[Problem details]: Repeat everything in the material exactly.

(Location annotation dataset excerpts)
# # # # #

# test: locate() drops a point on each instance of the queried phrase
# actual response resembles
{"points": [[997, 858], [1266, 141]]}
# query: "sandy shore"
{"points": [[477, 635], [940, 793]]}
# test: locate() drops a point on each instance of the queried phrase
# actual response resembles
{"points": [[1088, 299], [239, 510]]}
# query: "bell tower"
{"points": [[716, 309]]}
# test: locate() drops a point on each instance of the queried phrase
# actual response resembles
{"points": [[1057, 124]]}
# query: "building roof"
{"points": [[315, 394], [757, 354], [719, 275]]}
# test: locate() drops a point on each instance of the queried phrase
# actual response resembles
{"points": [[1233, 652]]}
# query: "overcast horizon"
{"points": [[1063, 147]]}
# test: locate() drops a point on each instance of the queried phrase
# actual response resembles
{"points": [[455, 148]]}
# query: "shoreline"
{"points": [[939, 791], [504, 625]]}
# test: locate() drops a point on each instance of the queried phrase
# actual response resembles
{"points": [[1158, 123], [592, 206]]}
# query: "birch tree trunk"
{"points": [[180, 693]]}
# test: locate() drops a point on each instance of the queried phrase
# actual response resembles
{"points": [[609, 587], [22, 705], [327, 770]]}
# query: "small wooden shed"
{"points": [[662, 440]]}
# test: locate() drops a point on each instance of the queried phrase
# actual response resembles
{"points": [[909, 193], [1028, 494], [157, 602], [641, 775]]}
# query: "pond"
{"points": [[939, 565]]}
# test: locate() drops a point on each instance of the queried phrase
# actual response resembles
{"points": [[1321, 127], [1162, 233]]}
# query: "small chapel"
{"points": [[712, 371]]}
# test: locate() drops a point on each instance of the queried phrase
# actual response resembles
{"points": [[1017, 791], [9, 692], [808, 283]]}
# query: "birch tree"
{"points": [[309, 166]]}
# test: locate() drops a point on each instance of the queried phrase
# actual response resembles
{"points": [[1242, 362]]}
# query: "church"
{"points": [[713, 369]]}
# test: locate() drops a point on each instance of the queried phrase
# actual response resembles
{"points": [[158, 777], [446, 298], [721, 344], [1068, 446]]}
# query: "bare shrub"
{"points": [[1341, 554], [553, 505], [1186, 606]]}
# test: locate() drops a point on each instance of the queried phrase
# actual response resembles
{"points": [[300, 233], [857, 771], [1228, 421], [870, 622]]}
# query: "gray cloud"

# # # # #

[In response]:
# test: locate() drops a point on each instance of the queried phrase
# actual response resembles
{"points": [[997, 858], [1266, 141]]}
# query: "sandy shore"
{"points": [[477, 635], [940, 793]]}
# test: locate() drops a point on each instance of the queried phrase
# actual response resembles
{"points": [[1088, 299], [239, 510]]}
# query: "bell tower"
{"points": [[716, 309]]}
# test: locate() drops a point on each instance of the queried phrase
# actual response resembles
{"points": [[1057, 124]]}
# query: "building roof"
{"points": [[315, 394], [757, 354], [719, 275]]}
# test: locate() drops a point on each instance of the queried phrase
# actual response resembles
{"points": [[1233, 652]]}
# query: "overcast horizon"
{"points": [[1063, 147]]}
# test: locate() drops a point on each instance of the queried phrase
# actual response resembles
{"points": [[455, 148]]}
# query: "shoreline"
{"points": [[939, 791], [504, 625]]}
# test: locate() drops a point on each instance of the queried phrase
# actual response resembles
{"points": [[1158, 123], [592, 206]]}
# query: "birch tree trunk"
{"points": [[180, 693]]}
# test: locate() drops a point on each instance of the queried phrase
# actual response resembles
{"points": [[609, 587], [22, 705], [327, 770]]}
# query: "small wooden shed"
{"points": [[662, 440]]}
# test: locate() drops a point on each instance of the queried phrase
# actual response resembles
{"points": [[909, 193], [1028, 494], [157, 602], [641, 775]]}
# query: "pond"
{"points": [[939, 565]]}
# test: locate() drops a point on each instance of the queried phrase
# actual response resembles
{"points": [[1321, 127], [1162, 233]]}
# query: "small chapel"
{"points": [[712, 371]]}
# test: locate() drops a point on each instance of the queried phrase
# actual response resembles
{"points": [[1017, 791], [9, 692], [808, 283]]}
# query: "birch tree"
{"points": [[309, 166]]}
# test: locate() drops a point on each instance of the queried phrase
# actual response resembles
{"points": [[1242, 362]]}
# query: "church"
{"points": [[713, 369]]}
# test: locate() drops a point on each instance of the queried phrase
# actual response resembles
{"points": [[158, 777], [446, 298], [721, 344], [1068, 446]]}
# query: "bare shrub"
{"points": [[1341, 554], [553, 505], [1186, 606]]}
# test: locate() drops a point on each instance of the queried phrase
# actual response resembles
{"points": [[300, 233], [857, 771], [1228, 421], [870, 622]]}
# query: "gray cloud"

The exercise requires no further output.